→ Supplied passage
☆ ☆ ☆ ☆ ☆ ☆ ☆

Rinaldi Letter to The Wall Street Journal: ‘Air Traffic Controllers Are Vetted and Competent’
THE WALL STREET JOURNAL
OPINION | LETTERS
June 21, 2018
Headline: Air-Traffic Controllers Are Vetted and Competent
Claims that controllers are putting public safety at risk unfairly malign the reputations of these great professionals.
In “The Airport Control Tower Is No Place for Racial Redress” (Upward Mobility, June 6), Jason Riley wrongly suggests the FAA’s air-traffic controller hiring process prioritizes racial diversity over aviation safety. This is not true. Controllers are among the most vetted, skilled and trained professionals in the nation. We do an amazing job safely managing the world’s busiest, most-complex airspace.

☆ ☆ ☆ ☆ ☆ ☆ ☆

→ Extracted entries

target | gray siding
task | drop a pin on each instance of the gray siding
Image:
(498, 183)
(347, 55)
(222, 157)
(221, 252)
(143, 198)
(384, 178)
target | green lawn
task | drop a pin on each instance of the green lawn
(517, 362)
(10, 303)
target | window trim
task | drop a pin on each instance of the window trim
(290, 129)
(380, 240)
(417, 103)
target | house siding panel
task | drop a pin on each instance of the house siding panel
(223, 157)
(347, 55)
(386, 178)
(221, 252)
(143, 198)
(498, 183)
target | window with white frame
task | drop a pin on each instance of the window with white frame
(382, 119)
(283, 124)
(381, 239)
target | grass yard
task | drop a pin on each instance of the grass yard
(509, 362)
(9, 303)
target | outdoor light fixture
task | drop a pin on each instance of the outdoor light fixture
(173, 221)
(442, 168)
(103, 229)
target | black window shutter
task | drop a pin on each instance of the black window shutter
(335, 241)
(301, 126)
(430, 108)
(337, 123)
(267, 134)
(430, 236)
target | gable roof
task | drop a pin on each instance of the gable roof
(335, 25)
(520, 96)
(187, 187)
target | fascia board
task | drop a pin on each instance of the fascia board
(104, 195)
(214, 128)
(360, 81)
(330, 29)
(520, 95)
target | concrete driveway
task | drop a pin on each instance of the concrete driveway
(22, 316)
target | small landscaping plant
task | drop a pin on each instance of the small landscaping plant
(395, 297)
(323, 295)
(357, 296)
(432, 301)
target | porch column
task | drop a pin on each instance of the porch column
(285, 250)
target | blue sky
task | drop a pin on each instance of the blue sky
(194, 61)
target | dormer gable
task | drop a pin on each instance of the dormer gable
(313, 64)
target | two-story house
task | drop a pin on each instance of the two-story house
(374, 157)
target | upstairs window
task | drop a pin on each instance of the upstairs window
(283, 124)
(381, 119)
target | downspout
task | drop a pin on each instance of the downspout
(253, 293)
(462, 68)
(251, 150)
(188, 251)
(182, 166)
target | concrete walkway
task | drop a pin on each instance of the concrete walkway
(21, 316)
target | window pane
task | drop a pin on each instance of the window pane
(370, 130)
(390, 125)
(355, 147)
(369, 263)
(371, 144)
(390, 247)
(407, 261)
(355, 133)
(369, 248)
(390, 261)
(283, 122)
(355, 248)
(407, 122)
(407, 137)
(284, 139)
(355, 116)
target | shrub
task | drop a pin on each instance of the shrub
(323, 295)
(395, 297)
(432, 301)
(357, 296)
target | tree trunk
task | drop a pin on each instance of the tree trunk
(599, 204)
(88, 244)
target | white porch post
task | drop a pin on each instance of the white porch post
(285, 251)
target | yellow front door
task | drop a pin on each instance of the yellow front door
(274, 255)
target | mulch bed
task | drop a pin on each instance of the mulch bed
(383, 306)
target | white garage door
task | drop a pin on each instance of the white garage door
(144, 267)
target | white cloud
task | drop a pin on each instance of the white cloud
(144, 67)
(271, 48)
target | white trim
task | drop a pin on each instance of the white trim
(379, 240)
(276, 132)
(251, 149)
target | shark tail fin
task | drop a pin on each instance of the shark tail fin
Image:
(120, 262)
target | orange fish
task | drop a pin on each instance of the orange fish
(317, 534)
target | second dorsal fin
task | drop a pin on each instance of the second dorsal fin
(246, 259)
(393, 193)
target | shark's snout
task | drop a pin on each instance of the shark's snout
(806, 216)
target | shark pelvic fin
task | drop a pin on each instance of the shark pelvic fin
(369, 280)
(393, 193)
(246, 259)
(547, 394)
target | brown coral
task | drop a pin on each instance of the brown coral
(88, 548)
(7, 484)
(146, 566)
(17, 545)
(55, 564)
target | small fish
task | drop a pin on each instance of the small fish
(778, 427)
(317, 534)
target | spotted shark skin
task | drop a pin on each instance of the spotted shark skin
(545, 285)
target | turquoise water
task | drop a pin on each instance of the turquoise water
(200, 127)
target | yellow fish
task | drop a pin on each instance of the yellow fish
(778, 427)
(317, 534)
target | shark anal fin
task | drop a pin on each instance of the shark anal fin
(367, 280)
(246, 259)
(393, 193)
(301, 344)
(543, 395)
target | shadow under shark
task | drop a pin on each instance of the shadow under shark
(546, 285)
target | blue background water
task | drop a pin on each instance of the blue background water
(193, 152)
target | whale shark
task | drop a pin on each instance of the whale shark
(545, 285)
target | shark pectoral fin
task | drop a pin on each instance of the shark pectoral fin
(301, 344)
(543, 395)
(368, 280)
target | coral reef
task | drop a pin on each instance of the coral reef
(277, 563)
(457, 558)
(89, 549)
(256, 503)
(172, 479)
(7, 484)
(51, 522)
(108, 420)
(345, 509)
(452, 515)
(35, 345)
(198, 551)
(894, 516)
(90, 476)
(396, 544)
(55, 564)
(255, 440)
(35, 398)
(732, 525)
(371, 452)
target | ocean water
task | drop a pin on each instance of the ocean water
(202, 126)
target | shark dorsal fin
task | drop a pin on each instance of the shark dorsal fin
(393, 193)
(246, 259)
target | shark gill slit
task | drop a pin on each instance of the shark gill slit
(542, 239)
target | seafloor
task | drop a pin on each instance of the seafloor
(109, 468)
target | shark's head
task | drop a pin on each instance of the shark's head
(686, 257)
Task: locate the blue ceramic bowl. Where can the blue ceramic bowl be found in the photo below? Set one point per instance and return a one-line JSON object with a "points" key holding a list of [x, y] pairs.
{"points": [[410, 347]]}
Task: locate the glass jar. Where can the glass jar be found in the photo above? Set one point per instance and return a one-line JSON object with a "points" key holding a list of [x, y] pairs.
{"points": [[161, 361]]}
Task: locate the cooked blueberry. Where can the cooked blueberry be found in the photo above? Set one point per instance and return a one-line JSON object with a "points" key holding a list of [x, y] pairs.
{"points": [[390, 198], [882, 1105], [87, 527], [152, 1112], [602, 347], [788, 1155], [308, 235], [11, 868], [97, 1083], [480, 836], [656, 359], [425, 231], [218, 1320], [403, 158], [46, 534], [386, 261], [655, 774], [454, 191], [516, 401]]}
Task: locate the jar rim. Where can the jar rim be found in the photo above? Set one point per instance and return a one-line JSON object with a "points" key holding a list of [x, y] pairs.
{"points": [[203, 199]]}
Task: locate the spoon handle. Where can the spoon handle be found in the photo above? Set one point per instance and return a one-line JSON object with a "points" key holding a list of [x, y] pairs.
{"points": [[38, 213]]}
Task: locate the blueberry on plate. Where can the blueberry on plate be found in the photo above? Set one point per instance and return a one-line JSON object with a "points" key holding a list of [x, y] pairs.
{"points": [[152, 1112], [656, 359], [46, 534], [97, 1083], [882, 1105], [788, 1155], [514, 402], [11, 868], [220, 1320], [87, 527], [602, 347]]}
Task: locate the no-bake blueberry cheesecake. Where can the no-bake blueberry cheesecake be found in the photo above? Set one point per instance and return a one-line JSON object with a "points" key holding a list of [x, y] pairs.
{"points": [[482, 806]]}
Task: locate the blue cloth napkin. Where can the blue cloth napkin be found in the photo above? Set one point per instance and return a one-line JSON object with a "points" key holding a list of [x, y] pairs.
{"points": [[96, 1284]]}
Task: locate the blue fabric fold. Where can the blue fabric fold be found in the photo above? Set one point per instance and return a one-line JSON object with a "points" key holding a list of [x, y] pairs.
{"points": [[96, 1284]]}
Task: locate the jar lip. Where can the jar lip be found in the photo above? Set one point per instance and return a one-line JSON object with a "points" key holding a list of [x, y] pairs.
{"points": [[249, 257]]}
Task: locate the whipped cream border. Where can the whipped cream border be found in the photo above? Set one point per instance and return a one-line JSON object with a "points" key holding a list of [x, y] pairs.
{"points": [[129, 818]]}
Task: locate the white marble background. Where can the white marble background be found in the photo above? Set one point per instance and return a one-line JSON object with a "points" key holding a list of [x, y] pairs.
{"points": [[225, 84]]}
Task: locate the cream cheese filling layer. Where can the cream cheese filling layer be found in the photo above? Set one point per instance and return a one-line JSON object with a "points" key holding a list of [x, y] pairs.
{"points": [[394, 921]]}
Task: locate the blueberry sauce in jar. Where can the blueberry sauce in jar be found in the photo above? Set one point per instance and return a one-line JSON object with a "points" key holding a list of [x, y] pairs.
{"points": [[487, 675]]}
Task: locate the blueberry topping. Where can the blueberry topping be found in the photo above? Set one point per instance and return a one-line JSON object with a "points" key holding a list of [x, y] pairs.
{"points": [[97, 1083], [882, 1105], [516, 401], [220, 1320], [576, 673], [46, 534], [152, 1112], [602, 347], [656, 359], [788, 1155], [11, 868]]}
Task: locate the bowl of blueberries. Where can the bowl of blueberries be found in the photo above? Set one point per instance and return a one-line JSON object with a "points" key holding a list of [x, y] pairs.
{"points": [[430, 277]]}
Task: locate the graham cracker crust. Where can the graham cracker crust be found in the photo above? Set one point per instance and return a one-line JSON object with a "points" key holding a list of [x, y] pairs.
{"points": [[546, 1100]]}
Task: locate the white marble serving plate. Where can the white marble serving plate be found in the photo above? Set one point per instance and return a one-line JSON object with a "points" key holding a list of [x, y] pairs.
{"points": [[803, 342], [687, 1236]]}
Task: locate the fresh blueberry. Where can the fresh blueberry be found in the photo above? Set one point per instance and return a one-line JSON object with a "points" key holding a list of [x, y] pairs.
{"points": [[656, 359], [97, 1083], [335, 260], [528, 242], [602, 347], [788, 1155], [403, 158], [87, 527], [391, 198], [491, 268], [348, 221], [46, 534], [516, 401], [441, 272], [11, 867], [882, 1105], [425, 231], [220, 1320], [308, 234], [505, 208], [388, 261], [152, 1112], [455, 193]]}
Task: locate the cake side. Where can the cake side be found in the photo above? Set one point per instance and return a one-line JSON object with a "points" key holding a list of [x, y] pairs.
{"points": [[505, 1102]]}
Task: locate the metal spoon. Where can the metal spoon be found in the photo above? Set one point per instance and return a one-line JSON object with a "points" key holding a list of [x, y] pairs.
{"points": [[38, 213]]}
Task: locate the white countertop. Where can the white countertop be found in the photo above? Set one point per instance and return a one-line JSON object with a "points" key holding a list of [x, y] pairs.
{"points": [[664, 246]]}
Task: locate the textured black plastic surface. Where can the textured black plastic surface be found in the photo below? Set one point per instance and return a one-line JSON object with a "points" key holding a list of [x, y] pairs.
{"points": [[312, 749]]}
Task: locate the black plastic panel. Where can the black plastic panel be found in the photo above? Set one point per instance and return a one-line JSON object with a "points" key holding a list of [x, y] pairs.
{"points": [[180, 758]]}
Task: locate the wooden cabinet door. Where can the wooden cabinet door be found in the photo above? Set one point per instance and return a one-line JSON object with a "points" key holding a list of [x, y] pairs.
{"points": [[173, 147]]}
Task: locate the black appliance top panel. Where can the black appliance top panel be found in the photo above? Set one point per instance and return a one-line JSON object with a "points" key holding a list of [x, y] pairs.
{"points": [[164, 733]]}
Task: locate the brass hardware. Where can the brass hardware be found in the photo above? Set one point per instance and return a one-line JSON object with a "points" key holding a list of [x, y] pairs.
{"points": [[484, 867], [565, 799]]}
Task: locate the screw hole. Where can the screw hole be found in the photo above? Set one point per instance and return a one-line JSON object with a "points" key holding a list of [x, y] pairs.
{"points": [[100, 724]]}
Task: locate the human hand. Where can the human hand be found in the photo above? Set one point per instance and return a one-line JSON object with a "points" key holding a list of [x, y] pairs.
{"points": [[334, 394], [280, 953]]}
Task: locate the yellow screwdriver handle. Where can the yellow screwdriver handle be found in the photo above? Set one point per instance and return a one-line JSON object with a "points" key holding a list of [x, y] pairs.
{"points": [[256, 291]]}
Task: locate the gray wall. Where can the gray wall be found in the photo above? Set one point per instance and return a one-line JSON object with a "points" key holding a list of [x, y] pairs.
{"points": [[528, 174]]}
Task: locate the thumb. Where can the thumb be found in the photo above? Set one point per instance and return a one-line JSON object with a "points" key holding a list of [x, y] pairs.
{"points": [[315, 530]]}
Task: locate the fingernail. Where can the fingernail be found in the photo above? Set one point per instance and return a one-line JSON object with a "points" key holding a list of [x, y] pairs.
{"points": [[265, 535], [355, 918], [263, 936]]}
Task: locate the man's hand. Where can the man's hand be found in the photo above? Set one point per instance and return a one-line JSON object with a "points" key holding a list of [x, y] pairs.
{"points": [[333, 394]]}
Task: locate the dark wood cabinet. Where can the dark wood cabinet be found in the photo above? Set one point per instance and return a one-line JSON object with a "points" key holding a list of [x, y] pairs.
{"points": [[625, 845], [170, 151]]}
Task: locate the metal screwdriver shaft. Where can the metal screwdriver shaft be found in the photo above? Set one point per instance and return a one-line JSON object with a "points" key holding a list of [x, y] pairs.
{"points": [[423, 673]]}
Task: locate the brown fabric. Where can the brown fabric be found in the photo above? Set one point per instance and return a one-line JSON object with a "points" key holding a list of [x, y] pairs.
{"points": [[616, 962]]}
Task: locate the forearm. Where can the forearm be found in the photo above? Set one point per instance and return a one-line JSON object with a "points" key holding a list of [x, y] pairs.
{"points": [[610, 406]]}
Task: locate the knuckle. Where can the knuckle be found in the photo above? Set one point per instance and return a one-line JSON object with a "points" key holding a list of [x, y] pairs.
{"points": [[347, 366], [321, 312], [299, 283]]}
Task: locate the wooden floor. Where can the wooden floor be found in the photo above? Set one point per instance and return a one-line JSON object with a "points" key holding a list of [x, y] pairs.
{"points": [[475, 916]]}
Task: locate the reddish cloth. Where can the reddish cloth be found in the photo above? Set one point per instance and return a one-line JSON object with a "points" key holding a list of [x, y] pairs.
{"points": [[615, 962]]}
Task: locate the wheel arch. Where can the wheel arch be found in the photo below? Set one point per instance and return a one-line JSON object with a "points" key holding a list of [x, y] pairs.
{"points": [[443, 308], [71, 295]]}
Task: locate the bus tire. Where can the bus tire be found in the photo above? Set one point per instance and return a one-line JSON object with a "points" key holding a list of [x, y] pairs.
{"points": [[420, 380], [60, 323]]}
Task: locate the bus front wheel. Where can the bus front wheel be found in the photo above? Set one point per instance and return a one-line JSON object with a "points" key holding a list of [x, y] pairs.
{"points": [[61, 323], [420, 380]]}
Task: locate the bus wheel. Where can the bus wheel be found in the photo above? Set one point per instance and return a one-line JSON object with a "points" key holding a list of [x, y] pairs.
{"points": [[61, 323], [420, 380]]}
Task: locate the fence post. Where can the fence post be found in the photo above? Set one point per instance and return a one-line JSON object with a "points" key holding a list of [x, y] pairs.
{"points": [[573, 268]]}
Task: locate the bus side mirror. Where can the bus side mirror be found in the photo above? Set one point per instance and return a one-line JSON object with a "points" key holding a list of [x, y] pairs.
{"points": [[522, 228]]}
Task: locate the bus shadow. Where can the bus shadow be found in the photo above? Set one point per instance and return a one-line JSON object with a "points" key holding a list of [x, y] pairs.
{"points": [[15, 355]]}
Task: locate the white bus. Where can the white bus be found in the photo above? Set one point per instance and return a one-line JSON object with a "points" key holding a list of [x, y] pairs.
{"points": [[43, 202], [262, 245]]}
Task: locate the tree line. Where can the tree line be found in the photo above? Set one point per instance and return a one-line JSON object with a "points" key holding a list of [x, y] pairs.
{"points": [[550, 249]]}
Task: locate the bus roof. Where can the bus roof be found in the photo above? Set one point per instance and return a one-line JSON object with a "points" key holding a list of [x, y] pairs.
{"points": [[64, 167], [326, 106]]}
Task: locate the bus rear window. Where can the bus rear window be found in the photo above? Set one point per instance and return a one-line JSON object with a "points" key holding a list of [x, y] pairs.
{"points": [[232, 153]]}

☆ ☆ ☆ ☆ ☆ ☆ ☆

→ Exercise 1
In the letter, under which column name and date did Jason Riley's piece appear?
→ Exercise 2
Transcribe the section of the letter that opens with the words containing "Rinaldi Letter to" and closes with "these great professionals.".
The data after the letter is separate material, not part of the letter itself.

→ Exercise answer 1
Upward Mobility, June 6.

→ Exercise answer 2
Rinaldi Letter to The Wall Street Journal: ‘Air Traffic Controllers Are Vetted and Competent’
THE WALL STREET JOURNAL
OPINION | LETTERS
June 21, 2018
Headline: Air-Traffic Controllers Are Vetted and Competent
Claims that controllers are putting public safety at risk unfairly malign the reputations of these great professionals.